##### PROVIDED INFORMATION #####
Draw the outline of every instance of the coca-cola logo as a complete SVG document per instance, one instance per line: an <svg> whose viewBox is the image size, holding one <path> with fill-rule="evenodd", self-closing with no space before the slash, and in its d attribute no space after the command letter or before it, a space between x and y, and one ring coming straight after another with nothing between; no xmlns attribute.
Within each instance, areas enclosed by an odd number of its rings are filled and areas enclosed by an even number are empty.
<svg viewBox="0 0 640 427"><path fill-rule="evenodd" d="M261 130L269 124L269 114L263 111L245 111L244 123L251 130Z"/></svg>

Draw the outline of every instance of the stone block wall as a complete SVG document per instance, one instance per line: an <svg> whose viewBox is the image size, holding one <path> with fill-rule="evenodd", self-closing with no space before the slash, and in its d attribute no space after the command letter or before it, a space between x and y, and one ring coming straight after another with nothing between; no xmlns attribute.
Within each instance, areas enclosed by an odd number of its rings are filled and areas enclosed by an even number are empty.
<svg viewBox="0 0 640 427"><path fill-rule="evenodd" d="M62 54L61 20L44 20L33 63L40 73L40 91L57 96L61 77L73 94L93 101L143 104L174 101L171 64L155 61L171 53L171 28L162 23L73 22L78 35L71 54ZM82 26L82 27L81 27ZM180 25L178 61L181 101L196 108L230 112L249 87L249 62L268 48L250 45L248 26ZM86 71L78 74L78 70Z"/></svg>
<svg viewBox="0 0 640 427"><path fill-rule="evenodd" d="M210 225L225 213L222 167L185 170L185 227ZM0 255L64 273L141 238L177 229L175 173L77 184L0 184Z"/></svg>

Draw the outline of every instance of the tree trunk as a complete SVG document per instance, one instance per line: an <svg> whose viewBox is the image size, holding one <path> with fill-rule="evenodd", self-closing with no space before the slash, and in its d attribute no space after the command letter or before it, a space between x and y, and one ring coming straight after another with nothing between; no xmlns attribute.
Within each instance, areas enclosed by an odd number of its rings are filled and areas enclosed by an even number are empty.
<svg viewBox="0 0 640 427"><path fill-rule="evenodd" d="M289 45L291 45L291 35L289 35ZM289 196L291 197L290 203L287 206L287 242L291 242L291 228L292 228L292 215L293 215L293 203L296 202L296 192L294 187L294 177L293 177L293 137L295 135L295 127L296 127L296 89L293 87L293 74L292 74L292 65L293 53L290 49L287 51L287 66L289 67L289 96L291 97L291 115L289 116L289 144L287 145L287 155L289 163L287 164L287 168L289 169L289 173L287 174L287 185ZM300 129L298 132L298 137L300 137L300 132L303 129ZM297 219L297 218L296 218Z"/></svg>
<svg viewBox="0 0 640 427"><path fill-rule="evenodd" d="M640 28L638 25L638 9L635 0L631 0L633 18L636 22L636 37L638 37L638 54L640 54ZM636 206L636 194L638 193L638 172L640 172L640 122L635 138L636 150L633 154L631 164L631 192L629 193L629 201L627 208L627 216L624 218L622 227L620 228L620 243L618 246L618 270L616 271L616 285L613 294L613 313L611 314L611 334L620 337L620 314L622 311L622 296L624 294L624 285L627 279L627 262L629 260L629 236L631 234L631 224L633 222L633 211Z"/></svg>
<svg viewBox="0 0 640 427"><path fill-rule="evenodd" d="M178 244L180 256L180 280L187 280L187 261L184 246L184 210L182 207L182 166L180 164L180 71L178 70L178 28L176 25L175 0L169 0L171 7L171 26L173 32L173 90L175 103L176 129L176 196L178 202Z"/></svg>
#####
Your answer must be every record above, set down exactly as written.

Draw the outline of every instance of the coca-cola logo as a complete SVG document per instance, one instance per line: an <svg> whose viewBox is the image size, holding one <path> with fill-rule="evenodd", self-closing with no space before the slash, and in its d attribute no space after the command letter or before it, a space between x and y, and one ring coming straight after another with nothing between; no xmlns attribute.
Within each instance, areas enclosed by an odd number of its rings are filled and areas enclosed by an even number are empty.
<svg viewBox="0 0 640 427"><path fill-rule="evenodd" d="M261 130L269 124L269 114L263 111L245 111L244 123L251 130Z"/></svg>

Draw the outline of every instance of the stone block wall as a complete SVG document per instance, one instance per line: an <svg> whose viewBox is the image size, holding one <path> with fill-rule="evenodd", self-closing with no space before the slash, and in its d attribute no space after the command letter or before it, a space between x and y, and one ring coming straight after another with nothing between; no xmlns attribute.
Within each instance, areas enclosed by an odd number of its rings are filled and areas enclosed by an even number are empty.
<svg viewBox="0 0 640 427"><path fill-rule="evenodd" d="M62 54L61 20L44 20L33 63L40 73L40 91L57 96L61 77L73 94L93 101L143 104L174 101L171 64L155 61L171 53L171 28L162 23L73 22L78 35L71 54ZM82 26L82 27L81 27ZM180 25L178 61L181 101L196 108L230 112L249 87L249 62L268 48L250 45L248 26ZM86 71L78 74L78 70Z"/></svg>
<svg viewBox="0 0 640 427"><path fill-rule="evenodd" d="M210 225L225 213L222 167L185 170L185 227ZM0 255L64 273L141 238L177 229L175 173L77 184L0 184Z"/></svg>

Draw the outline of every instance of the tree trunk as a complete SVG document per instance, one instance per line: an <svg> whose viewBox is the image size, holding one <path> with fill-rule="evenodd", self-closing with no space before the slash, and in its d attribute no space after the command letter or before it, a space between x and y, and one ring coming straight after another with nothing between; no xmlns attribute.
Within each instance, areas enclosed by an odd number of its rings are filled and areas enclosed by an even number are empty.
<svg viewBox="0 0 640 427"><path fill-rule="evenodd" d="M289 45L291 45L291 35L289 35ZM289 196L291 197L290 203L287 206L287 242L291 242L291 228L292 228L292 215L293 215L293 203L296 202L296 192L294 187L294 177L293 177L293 137L295 135L295 127L296 127L296 89L293 87L293 74L292 74L292 65L293 53L290 49L287 51L287 66L289 67L289 96L291 97L291 115L289 116L289 144L287 145L287 155L289 163L287 164L287 168L289 169L289 173L287 174L287 185ZM300 129L298 132L298 137L300 137L300 132L303 129ZM297 219L297 218L296 218Z"/></svg>
<svg viewBox="0 0 640 427"><path fill-rule="evenodd" d="M640 28L638 25L638 9L635 0L631 0L633 18L636 22L636 37L638 37L638 54L640 54ZM636 206L636 194L638 193L638 172L640 172L640 122L635 138L636 150L633 154L631 164L631 192L629 193L629 201L627 208L627 216L624 218L622 227L620 228L620 243L618 246L618 270L616 271L616 285L613 294L613 313L611 314L611 334L620 337L620 314L622 311L622 296L624 294L624 285L627 279L627 262L629 260L629 236L631 234L631 224L633 222L633 211Z"/></svg>
<svg viewBox="0 0 640 427"><path fill-rule="evenodd" d="M178 244L180 256L180 280L187 280L187 261L184 246L184 210L182 207L182 166L180 164L180 71L178 70L178 28L176 25L175 0L169 0L171 7L171 26L173 32L173 90L175 103L176 129L176 196L178 202Z"/></svg>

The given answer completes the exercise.